Kirpal Singh (6 February 1894 – 21 August 1974) was a spiritual master (satguru).
Singh was born in India, in a simple rural house, in the western part of Punjab which now belongs to Pakistan. He earned his living as a government officer until his retirement, then moved to Delhi where he founded his spiritual school, Ruhani Satsang, with its headquarters at Sawan Ashram.
He was the President of the World Fellowship of Religions, an organization recognized by UNESCO, which had representatives from all the main religions of the world. He wrote numerous books, many of which have been translated into numerous languages.
His basic teachings consist in establishing contact with God into expression power, called Word in the Bible, and Naam, Shabd, Om, Kalma, and other names in the other scriptures. Singh believed that the discipline of universal character (defined as the Path of the Masters (Sant Mat), Meditation on the Divine Word, or Yoga of the Sound Current (Surat Shabd Yoga) was at the spiritual base of all enduring religions.
From youth, Singh sought guidance from various sufis, yogis and mystics, but never accepted any of them as a master, and continued to pray to God to obtain a divine inner manifestation. In 1917, he felt that his prayers were answered. During meditations, he began to see the radiant form whom he believed was Guru Nanak, founder of the Sikh religion. In 1924, he met Hazur Sawan Singh, the famous Saint of Beas, in his Ashram on the banks of the Beas River, and in him recognized the luminous form he had seen during the seven previous years. Hazur initiated him into the spiritual discipline, and from then on Singh dedicated his life to reaching the summits of spirituality.
From early the 1930s on, when Hazur was asked if he had a disciple who had made great progress, he cited Kirpal Singh. In the same years, on inspiration from his master, Kirpal began writing the "Gurmat Siddhant" (“The Philosophy of the Masters”), a two-volume spiritual work, in the Punjabi and Urdu languages. It was published, on Kirpal request, under the name of Hazur Sawan Singh, starting from 1935. In the 1960s, it was published in English in five volumes.

> [Dataset]:

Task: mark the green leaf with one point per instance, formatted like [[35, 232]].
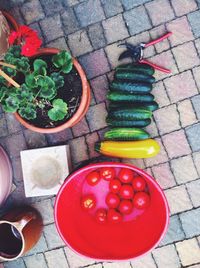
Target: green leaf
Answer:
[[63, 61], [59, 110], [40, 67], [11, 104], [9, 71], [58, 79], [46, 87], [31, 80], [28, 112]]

...

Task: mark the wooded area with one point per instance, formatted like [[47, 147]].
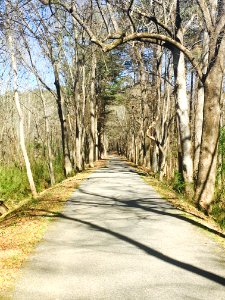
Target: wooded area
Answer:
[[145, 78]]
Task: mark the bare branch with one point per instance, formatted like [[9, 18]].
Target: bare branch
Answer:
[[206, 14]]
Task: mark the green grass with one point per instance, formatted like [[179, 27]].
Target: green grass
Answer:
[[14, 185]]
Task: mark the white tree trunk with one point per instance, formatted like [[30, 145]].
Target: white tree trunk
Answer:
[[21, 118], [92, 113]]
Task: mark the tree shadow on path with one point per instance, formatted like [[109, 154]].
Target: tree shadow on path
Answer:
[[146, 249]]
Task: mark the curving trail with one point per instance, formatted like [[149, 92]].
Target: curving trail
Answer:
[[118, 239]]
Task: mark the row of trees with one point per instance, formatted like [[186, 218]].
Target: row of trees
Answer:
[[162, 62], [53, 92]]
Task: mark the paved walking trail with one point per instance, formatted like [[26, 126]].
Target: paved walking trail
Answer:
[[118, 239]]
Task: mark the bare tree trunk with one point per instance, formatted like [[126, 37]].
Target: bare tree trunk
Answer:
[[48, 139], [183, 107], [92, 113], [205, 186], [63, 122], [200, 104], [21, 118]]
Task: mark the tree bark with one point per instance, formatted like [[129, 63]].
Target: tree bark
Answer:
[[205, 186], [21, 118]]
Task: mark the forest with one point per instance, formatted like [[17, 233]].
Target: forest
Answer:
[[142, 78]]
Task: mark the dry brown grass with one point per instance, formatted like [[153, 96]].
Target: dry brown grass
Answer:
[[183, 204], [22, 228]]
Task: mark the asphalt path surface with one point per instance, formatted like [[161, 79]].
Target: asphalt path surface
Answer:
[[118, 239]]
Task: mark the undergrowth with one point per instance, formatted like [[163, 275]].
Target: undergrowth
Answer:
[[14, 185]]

> [Work required]: Revise the Kirpal Singh text starting at "From early the" and ending at "in five volumes.", replacing "two-volume" with "2-volume". The items above come from a separate source unrelated to the text.

> [Solution to this exercise]:
From early the 1930s on, when Hazur was asked if he had a disciple who had made great progress, he cited Kirpal Singh. In the same years, on inspiration from his master, Kirpal began writing the "Gurmat Siddhant" (“The Philosophy of the Masters”), a 2-volume spiritual work, in the Punjabi and Urdu languages. It was published, on Kirpal request, under the name of Hazur Sawan Singh, starting from 1935. In the 1960s, it was published in English in five volumes.